Saved entries:

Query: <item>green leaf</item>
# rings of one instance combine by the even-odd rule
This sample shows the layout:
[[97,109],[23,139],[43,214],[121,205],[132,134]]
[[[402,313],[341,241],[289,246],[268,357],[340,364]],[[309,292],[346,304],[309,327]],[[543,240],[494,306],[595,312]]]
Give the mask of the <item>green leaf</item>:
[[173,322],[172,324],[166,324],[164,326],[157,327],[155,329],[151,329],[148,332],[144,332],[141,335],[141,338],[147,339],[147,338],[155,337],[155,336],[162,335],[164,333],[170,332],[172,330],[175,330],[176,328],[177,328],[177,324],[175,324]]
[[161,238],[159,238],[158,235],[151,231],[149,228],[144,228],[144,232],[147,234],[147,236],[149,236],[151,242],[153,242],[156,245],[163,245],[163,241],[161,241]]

Problem details: An exact copy of all the entries above is what is needed.

Task solution:
Query: <item>green leaf</item>
# rings of one instance combine by the even-odd rule
This sample shows the layout:
[[97,109],[23,139],[43,214],[121,205],[132,134]]
[[[402,313],[341,241],[289,246],[268,357],[340,364]],[[309,292],[346,304],[309,327]],[[543,240],[494,306],[595,312]]]
Give the mask of the <item>green leaf</item>:
[[173,322],[172,324],[166,324],[164,326],[157,327],[155,329],[151,329],[148,332],[144,332],[141,335],[141,338],[147,339],[147,338],[155,337],[155,336],[162,335],[164,333],[170,332],[172,330],[175,330],[176,328],[177,328],[177,324],[175,324]]
[[161,238],[159,238],[158,235],[151,231],[149,228],[144,228],[144,232],[147,234],[147,236],[149,236],[151,242],[153,242],[156,245],[163,245],[163,241],[161,241]]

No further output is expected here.